Your goal | Rescale the listing below by writing out every line of it again, with each point coordinate multiplied by 1.3 and rounded to the nearest whole number, halves rounded up.
═══ Data for this task ═══
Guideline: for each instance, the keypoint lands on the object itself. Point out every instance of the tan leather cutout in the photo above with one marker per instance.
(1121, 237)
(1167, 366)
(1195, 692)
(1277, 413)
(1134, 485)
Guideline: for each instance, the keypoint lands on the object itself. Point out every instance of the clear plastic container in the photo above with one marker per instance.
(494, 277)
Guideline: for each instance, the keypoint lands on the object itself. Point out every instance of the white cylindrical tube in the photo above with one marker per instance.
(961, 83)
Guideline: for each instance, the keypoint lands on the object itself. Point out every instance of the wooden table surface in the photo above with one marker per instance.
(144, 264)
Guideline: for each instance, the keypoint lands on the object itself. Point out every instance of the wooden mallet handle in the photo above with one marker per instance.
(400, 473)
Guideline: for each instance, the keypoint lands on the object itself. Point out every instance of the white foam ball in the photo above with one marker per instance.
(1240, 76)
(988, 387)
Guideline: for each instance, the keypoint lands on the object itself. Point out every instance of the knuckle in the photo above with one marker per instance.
═══
Task answer |
Guideline: for each instance, the keypoint lands on the object itself. Point out every instance of the tan leather cutout in the photo above with one marker per instance.
(1457, 308)
(1517, 476)
(1554, 900)
(1660, 537)
(1474, 631)
Guideline: for each instance, the keypoint lands on the object itself. Point out every instance of the clear plastic container in the photo above with one marker per instance.
(642, 360)
Guideline: for each instance, the keypoint lands on the object itself. Point out every instance of the white cylindrical tube in the photo above with one marker per instance.
(1249, 108)
Guideline: for each instance, the keypoint lands on the object itself. Point out every instance of the wooden table surface in the photo above with one marker per instance.
(187, 343)
Guideline: for each instance, the keypoint lands on the object itself. Point out every instance of the wooden mallet handle in the photo above with one marker per instance.
(520, 615)
Guideline: for each instance, the keypoint lands on the object itself. Point out every instance of the white foam ball in the photo above with one marker per instance.
(1612, 99)
(1284, 503)
Guideline: for each instance, the keypoint lands on the object itself. Point out every instance of the knuckle in the photo above with one marker per instance.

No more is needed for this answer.